Stored entries:

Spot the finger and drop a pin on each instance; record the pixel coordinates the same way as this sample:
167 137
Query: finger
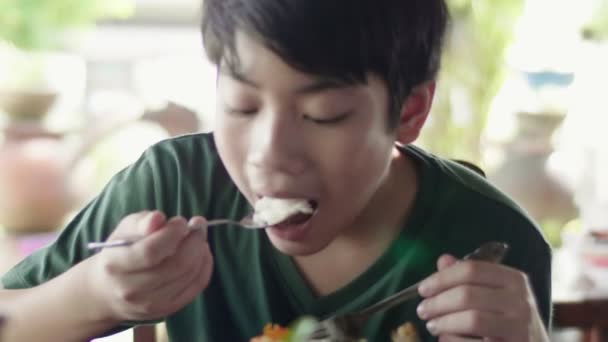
137 225
454 338
183 290
150 251
188 256
469 272
462 298
473 323
446 261
198 223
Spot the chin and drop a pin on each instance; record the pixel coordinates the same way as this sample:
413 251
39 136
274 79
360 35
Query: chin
295 249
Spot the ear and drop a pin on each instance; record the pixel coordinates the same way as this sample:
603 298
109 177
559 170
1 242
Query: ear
414 112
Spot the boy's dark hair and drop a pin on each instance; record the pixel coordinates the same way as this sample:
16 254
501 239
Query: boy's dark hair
399 40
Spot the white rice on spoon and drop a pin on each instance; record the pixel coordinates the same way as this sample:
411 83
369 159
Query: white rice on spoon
271 211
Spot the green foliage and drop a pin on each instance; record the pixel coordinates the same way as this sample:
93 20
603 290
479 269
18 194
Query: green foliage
597 26
473 68
38 24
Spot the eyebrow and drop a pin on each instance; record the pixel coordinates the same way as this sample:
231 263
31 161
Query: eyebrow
317 86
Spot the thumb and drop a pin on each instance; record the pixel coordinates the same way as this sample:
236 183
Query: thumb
151 222
445 261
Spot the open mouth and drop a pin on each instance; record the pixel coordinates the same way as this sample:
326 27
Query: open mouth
297 219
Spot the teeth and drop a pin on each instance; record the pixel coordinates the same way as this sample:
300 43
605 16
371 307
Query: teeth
271 211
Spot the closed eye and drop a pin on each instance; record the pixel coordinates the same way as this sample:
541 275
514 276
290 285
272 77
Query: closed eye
242 111
329 121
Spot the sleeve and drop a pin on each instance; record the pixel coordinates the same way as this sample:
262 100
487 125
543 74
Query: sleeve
138 187
532 255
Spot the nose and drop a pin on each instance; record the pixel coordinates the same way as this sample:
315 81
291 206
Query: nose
277 144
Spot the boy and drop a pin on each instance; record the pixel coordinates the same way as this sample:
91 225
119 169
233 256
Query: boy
318 101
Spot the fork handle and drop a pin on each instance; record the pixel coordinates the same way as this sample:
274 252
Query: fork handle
491 252
128 242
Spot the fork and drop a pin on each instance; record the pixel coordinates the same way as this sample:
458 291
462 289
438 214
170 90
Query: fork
246 222
349 326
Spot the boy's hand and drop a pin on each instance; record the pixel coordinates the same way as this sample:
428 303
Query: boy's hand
480 301
157 275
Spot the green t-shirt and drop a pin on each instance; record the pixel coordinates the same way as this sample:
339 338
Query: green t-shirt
253 283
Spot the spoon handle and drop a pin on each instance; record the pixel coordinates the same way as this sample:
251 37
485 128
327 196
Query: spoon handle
129 242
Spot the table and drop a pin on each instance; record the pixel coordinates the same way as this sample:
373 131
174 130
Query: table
588 315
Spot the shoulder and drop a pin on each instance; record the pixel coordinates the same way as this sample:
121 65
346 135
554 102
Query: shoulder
471 208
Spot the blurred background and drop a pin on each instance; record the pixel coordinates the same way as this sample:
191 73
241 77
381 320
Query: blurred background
87 85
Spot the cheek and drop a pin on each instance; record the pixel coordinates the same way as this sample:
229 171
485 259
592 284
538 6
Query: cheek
356 164
231 145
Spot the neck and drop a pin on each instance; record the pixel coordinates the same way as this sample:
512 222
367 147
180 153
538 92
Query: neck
372 232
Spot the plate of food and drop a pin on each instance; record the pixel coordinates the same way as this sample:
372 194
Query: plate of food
300 330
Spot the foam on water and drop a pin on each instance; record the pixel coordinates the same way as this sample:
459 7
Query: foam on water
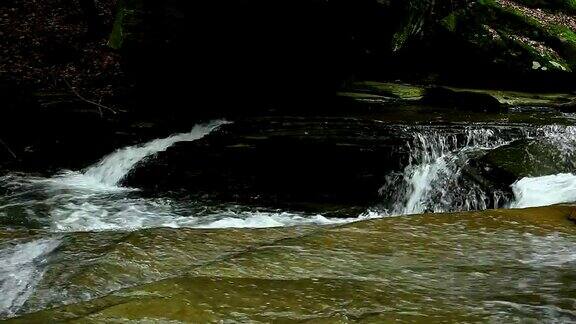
432 180
21 268
112 169
545 190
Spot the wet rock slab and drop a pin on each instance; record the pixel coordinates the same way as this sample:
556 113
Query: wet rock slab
497 265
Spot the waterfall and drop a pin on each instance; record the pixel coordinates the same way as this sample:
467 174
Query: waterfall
21 268
432 181
113 168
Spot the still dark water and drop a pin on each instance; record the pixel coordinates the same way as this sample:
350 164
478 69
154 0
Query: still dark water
135 216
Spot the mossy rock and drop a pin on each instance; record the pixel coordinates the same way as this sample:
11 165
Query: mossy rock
127 22
462 99
516 37
382 90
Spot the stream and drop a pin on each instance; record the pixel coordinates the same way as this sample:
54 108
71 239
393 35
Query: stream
53 226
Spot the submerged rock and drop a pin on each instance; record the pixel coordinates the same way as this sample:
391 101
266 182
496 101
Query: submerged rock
442 267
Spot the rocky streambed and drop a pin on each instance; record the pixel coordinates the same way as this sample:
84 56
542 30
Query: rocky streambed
374 210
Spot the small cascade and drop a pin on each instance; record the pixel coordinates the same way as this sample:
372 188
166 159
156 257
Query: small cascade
21 268
112 169
432 181
545 190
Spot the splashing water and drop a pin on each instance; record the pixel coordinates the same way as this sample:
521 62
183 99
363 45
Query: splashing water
433 180
545 190
112 169
21 268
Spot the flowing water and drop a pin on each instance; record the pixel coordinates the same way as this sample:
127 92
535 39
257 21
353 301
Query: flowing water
434 179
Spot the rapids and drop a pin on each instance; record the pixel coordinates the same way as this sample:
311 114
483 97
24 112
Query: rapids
434 178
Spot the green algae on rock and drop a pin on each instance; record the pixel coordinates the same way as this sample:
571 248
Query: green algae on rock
442 267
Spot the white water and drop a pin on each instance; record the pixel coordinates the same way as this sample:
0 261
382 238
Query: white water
433 182
112 169
94 201
543 191
21 268
432 179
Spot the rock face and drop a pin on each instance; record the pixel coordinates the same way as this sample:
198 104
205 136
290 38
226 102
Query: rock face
443 267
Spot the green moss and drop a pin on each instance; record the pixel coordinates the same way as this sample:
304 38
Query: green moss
384 270
386 89
117 35
449 22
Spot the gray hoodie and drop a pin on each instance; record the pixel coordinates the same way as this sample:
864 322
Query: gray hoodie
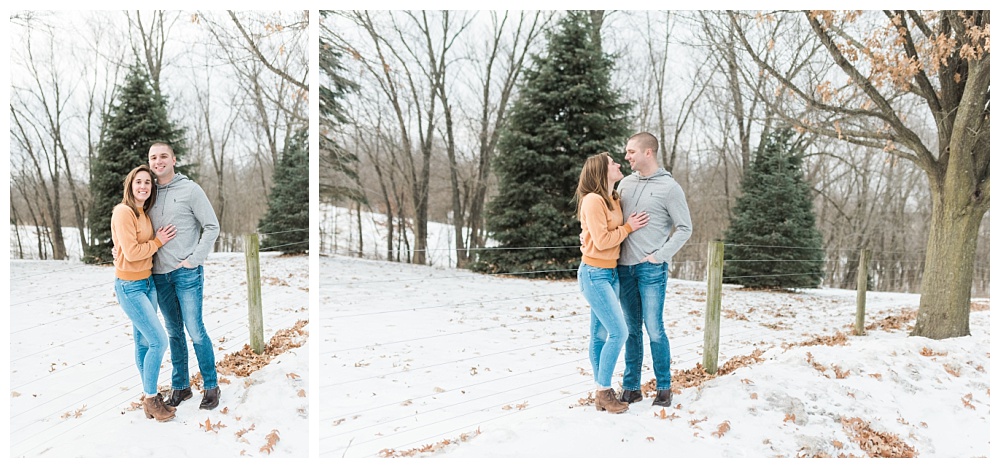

EXERCISE OBJECTIVE
Select every line in the data above that contains the word "green", matching case exactly, and copy each one out.

OUTPUT
Spot the green foliage and drop a pin on each instance; record the pixel coordinates the same way as this sample:
Query: green foliage
Spot the green t-shirt and drop a pin on each instance; record the pixel coordinates the same way as this sample:
Query: green t-shirt
Spot the green algae on rock and drop a pin on each instance; record the pixel coordinates the same way as this sample:
Query: green algae on rock
Spot the green moss and drop a pin on each instance; record the pixel coordinates the same way as this sample:
Query: green moss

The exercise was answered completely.